Problem details.
Every line of the material below should be retyped exactly.

----- Supplied material -----

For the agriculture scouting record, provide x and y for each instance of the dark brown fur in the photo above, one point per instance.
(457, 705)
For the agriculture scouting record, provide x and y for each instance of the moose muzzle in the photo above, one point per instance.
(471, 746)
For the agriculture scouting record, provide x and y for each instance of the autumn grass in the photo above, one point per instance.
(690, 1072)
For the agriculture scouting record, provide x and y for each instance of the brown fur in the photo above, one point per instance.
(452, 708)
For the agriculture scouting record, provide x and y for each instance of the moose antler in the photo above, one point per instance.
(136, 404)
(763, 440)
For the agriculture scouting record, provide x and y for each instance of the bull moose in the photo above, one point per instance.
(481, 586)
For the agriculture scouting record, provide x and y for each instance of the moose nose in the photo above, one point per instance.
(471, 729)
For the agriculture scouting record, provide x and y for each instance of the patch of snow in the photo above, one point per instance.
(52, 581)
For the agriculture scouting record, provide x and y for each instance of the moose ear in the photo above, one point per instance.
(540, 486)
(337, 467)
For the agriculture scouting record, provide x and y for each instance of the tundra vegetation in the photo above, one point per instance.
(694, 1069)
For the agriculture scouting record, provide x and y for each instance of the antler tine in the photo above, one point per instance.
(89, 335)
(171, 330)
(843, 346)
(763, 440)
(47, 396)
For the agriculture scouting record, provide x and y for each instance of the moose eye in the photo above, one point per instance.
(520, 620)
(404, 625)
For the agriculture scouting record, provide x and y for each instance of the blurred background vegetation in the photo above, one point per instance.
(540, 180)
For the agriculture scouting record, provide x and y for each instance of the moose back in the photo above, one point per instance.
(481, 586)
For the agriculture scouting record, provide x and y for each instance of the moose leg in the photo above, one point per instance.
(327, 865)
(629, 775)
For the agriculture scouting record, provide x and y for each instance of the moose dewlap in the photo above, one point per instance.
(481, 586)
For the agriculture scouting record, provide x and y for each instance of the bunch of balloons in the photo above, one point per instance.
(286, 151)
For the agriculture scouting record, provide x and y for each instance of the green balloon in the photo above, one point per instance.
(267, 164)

-----

Answer for this exercise.
For the agriculture scouting record, provide x and y for each instance of the dark brown fur in the photo above, one point per instance.
(457, 705)
For the agriculture scouting record, provide x and y for each instance of the moose muzzle in the photo above, one point per instance.
(471, 746)
For the agriculture scouting record, provide x and y for each instance of the autumn grass in the photo above, one point per instance.
(690, 1072)
For the agriculture scouting record, provide x and y for each instance of the brown fur in the photo above, one point per instance.
(452, 708)
For the agriculture scouting record, provide x and y for each instance of the moose antler in the photo above, one point per instance.
(136, 404)
(763, 440)
For the agriculture scouting record, provide x and y for each instance of the bull moose in the photo above, one point per instance.
(481, 586)
For the agriculture scouting record, provide x and y for each instance of the moose nose in the photo above, one point per instance.
(471, 729)
For the agriculture scouting record, provide x and y for each instance of the patch of snow in the photo above, one point per instance.
(52, 581)
For the agriculture scouting record, provide x and y for each instance of the moose ear in the photo above, one point per instance.
(540, 486)
(337, 467)
For the agriculture scouting record, provide x and y for each instance of the tundra vegetation in the photo above, one point per instance.
(694, 1069)
For the agriculture scouting record, provide x and y for each instance of the antler tine in the photo above, one point per instance.
(89, 335)
(171, 330)
(843, 346)
(763, 440)
(47, 396)
For the agriculture scouting record, provide x and y for each instance of the moose eye in the photo above, one point per instance.
(520, 620)
(404, 625)
For the agriculture scouting record, provide x and y for each instance of the blurred background vegetation in the photo above, one point per instance.
(540, 180)
For the agriculture scouting record, provide x and y for each instance of the moose back in the photo above, one point per instance.
(481, 586)
For the agriculture scouting record, provide x and y for each instance of the moose leg in the photo above, one point per instance.
(327, 865)
(629, 775)
For the agriculture scouting record, provide x and y for each instance of the moose dewlap in the photo above, one point per instance.
(481, 586)
For the agriculture scouting record, provide x and y for each instance of the bunch of balloons in the photo above, one point per instance.
(286, 151)
For the agriculture scouting record, provide x and y for each instance of the green balloon in the photo above, one point per instance.
(267, 164)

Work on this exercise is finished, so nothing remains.